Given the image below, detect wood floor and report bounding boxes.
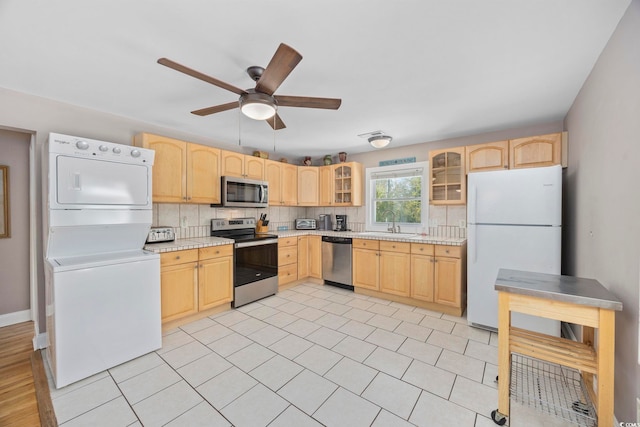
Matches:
[0,321,56,427]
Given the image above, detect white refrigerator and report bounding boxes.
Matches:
[467,165,562,336]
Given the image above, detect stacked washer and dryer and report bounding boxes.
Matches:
[43,133,161,388]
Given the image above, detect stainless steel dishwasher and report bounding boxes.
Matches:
[322,236,353,290]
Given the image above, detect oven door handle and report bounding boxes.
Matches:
[235,239,278,249]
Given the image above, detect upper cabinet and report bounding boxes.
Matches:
[465,140,509,173]
[134,133,220,204]
[265,159,297,206]
[318,163,363,206]
[509,133,562,169]
[466,132,566,174]
[429,147,466,205]
[298,167,319,206]
[221,150,264,180]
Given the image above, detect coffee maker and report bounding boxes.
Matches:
[335,214,348,231]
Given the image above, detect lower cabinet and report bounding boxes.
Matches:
[354,238,467,315]
[278,237,298,286]
[308,235,322,279]
[297,236,309,279]
[159,245,233,324]
[160,250,199,323]
[198,245,234,311]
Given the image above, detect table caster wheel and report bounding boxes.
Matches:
[491,409,507,426]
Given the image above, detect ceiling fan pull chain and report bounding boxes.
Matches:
[273,115,276,152]
[238,109,242,147]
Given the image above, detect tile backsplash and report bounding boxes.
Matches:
[154,203,466,239]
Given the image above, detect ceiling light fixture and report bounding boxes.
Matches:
[368,135,392,149]
[240,90,277,120]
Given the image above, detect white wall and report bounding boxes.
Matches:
[564,0,639,421]
[0,129,31,317]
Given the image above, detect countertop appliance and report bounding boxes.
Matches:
[211,218,278,307]
[146,226,175,243]
[219,176,268,208]
[335,214,348,231]
[318,214,332,231]
[322,236,353,289]
[43,133,160,388]
[467,165,562,336]
[295,218,317,230]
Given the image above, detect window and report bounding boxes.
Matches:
[365,162,429,233]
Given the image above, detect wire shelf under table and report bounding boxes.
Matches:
[510,353,597,427]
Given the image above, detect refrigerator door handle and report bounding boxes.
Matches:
[469,226,476,263]
[468,183,477,224]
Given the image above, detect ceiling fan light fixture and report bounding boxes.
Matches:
[368,135,392,149]
[240,91,277,120]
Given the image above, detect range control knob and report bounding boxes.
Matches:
[76,140,89,150]
[131,149,141,158]
[112,147,122,154]
[98,145,108,152]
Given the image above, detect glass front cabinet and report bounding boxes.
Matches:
[429,148,466,205]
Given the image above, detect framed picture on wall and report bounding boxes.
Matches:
[0,165,9,238]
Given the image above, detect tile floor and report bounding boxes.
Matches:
[46,282,571,427]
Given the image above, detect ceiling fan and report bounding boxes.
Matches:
[157,43,342,130]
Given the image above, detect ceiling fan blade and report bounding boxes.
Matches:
[158,58,246,96]
[266,113,286,130]
[191,101,238,116]
[255,43,302,96]
[275,95,342,110]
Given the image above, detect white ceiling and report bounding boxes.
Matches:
[0,0,631,158]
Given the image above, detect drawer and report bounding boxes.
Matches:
[278,245,298,266]
[411,243,435,255]
[435,245,462,258]
[160,249,198,267]
[379,240,410,254]
[199,244,233,260]
[278,263,298,285]
[278,237,297,247]
[353,239,379,250]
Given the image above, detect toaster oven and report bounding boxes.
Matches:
[146,227,175,243]
[295,218,317,230]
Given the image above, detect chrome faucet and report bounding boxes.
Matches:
[381,210,400,233]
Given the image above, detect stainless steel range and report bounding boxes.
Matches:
[211,218,278,307]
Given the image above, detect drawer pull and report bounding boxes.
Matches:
[392,245,396,248]
[445,249,450,253]
[175,256,180,260]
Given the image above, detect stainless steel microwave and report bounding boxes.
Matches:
[220,176,269,208]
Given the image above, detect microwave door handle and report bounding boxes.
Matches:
[259,185,265,203]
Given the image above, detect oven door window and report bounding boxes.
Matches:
[235,243,278,286]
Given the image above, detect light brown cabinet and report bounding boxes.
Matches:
[352,239,380,291]
[297,236,309,279]
[465,141,509,173]
[298,167,319,206]
[378,241,411,297]
[509,133,562,169]
[198,245,233,311]
[308,235,322,279]
[159,250,199,323]
[278,237,298,286]
[265,160,297,206]
[354,238,466,315]
[409,243,466,313]
[134,133,221,204]
[221,150,265,180]
[159,246,233,324]
[319,163,363,206]
[429,147,466,205]
[465,132,565,174]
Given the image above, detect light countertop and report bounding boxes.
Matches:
[145,230,465,253]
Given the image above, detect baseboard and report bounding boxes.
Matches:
[34,332,48,350]
[0,309,31,327]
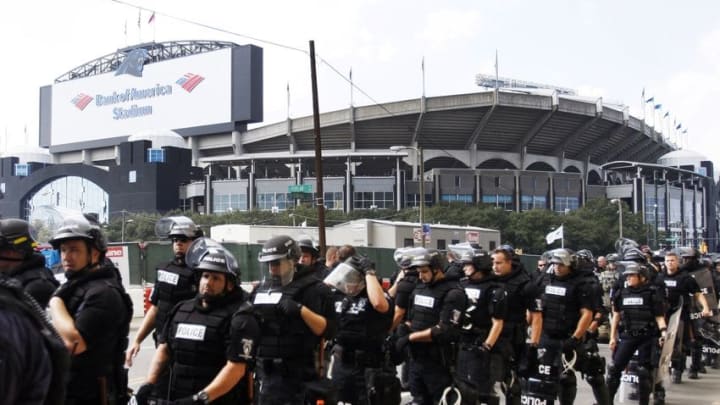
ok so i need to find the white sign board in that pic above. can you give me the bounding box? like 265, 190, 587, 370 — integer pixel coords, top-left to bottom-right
50, 48, 233, 146
106, 245, 130, 289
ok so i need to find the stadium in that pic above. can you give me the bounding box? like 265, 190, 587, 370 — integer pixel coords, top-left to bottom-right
0, 40, 715, 250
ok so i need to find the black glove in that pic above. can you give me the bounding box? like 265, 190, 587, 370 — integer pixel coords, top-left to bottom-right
395, 335, 410, 353
134, 383, 155, 405
563, 336, 581, 355
396, 323, 411, 338
357, 256, 375, 275
278, 297, 303, 318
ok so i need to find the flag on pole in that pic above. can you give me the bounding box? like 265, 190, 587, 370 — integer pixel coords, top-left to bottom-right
654, 104, 662, 110
645, 96, 655, 103
148, 12, 156, 24
546, 225, 564, 244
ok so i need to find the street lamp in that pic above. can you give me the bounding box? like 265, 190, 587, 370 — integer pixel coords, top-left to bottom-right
390, 145, 425, 247
610, 199, 623, 239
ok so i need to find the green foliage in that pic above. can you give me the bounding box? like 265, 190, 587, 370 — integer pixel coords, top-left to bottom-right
102, 198, 651, 256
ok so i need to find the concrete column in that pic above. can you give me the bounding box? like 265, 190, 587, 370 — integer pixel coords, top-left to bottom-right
346, 157, 352, 213
82, 149, 92, 165
248, 160, 255, 210
189, 137, 199, 167
232, 130, 243, 155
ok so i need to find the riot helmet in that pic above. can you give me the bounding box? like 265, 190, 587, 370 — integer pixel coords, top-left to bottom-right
156, 216, 203, 240
323, 256, 366, 297
622, 247, 646, 263
49, 214, 107, 256
258, 235, 301, 286
186, 238, 239, 280
606, 253, 620, 263
549, 248, 576, 277
0, 219, 38, 259
296, 235, 319, 257
622, 262, 649, 281
460, 250, 492, 276
576, 249, 594, 263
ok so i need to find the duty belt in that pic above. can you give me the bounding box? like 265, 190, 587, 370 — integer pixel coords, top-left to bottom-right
334, 345, 382, 367
624, 326, 652, 337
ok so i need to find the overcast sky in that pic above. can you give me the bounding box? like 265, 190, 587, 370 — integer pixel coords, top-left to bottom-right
2, 0, 719, 173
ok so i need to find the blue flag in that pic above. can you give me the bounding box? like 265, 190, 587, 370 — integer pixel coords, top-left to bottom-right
654, 104, 662, 110
645, 96, 655, 103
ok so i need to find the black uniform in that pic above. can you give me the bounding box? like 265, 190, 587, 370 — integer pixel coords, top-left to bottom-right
151, 259, 197, 340
657, 269, 700, 374
406, 277, 466, 405
330, 285, 395, 404
0, 276, 63, 404
160, 288, 259, 404
456, 274, 507, 405
7, 252, 59, 308
497, 262, 542, 405
55, 263, 133, 404
607, 283, 665, 405
252, 265, 337, 404
534, 270, 595, 405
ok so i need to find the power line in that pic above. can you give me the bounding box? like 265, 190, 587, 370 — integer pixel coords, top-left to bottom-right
110, 0, 397, 117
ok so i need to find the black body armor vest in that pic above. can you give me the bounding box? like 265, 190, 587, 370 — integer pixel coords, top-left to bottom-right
336, 290, 392, 351
253, 269, 321, 361
542, 274, 583, 338
618, 285, 658, 333
408, 278, 456, 331
168, 291, 246, 402
154, 261, 197, 331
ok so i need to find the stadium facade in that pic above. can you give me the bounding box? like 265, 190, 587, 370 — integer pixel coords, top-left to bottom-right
0, 40, 716, 250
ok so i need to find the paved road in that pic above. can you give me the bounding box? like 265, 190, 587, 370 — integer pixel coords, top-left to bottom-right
125, 317, 720, 404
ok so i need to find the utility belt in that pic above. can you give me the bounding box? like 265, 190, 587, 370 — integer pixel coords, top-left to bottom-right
258, 356, 313, 377
621, 325, 655, 338
409, 342, 442, 362
333, 344, 382, 368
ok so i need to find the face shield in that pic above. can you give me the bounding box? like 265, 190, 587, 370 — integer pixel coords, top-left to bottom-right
324, 261, 366, 297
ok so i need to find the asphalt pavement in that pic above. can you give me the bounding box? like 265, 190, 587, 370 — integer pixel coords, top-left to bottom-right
126, 316, 720, 404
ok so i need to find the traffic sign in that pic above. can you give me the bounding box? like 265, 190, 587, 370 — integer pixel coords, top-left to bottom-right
288, 184, 312, 193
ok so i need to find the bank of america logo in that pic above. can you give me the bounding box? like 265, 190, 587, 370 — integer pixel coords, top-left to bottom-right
176, 73, 204, 92
71, 93, 93, 111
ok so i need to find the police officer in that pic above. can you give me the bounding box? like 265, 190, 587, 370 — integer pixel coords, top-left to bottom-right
676, 247, 714, 380
0, 218, 58, 308
455, 250, 507, 405
492, 246, 542, 405
388, 247, 423, 329
607, 263, 667, 405
529, 249, 597, 405
575, 249, 611, 405
126, 216, 203, 366
395, 249, 466, 404
297, 234, 330, 279
660, 250, 711, 386
137, 238, 259, 404
326, 256, 396, 404
48, 214, 133, 405
0, 273, 68, 404
252, 235, 336, 404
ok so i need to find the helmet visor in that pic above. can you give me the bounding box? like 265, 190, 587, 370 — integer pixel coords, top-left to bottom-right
324, 262, 366, 297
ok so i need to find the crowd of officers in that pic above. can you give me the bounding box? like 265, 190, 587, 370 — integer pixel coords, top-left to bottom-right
3, 212, 720, 405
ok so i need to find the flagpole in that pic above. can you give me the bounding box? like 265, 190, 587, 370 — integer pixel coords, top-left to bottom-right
421, 57, 426, 98
349, 68, 354, 108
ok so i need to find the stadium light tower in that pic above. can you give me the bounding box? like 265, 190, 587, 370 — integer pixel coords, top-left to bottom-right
390, 145, 425, 247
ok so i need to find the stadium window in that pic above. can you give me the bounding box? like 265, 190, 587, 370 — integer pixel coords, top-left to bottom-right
129, 170, 137, 183
147, 148, 166, 163
14, 164, 29, 177
441, 194, 473, 204
455, 176, 461, 187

* * *

* [To do] Report each line in the data that holds the word "stainless".

* [Result below]
Given the image above, detect stainless steel dishwasher and report bounding boxes.
Given the image above, detect stainless steel range and report bounding boxes.
Given the image above, detect stainless steel microwave and report bounding boxes.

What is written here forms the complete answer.